Region pointing data:

────────────────────

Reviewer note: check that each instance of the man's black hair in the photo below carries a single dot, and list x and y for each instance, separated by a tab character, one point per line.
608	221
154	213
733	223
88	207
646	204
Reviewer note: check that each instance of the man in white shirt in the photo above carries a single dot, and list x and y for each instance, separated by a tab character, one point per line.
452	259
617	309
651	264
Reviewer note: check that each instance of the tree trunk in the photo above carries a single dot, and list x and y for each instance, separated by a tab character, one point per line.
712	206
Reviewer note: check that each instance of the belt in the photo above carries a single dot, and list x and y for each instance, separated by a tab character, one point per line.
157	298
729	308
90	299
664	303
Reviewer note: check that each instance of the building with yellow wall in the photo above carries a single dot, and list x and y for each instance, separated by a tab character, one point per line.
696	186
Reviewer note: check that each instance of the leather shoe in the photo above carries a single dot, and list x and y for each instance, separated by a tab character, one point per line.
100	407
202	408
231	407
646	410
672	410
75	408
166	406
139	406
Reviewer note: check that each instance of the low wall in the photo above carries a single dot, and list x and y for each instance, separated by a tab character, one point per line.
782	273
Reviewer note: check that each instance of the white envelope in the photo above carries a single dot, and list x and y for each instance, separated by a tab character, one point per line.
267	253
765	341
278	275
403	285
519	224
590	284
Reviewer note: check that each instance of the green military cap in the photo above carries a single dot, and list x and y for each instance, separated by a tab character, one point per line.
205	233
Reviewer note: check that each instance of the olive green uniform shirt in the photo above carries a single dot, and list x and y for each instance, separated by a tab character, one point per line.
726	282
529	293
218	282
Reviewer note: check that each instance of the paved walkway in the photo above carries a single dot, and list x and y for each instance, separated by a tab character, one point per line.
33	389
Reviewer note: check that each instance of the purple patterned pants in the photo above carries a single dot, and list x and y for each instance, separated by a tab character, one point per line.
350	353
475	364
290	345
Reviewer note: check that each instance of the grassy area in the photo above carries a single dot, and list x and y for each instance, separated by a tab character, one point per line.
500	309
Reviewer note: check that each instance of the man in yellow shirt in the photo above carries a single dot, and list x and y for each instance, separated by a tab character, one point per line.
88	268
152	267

────────────────────

Please retype exactly the line containing "Reviewer note: check that each instance of the olive" and each line after it to the end of the records, and nothing more.

* ANSWER TO THE PROBLEM
Reviewer note: check that each instance of the olive green uniform shirt in the photo above carries a single dot, and list x and y for each instance, separated by a tab character, one point per line.
726	282
529	293
218	282
Reviewer note: check that each instance of the paved walkway in the photo above carries a single dot, and list x and y for each instance, separated by a tab character, one point per line.
33	389
Reviewer note: check that each instance of the purple patterned pants in the photo above carries a single dot, and list x and y for each instance, separated by a tab character, one point per line.
350	353
475	364
290	345
Reviewer note: check that each instance of the grassy area in the photo above carries a single dot, and list x and y for each instance, separated by a tab character, one point per line.
500	309
Reviewer note: check that each instance of the man in yellow shirt in the photo above carries a single dot, and list x and y for each instance, separated by a tab character, one point per line.
88	268
152	267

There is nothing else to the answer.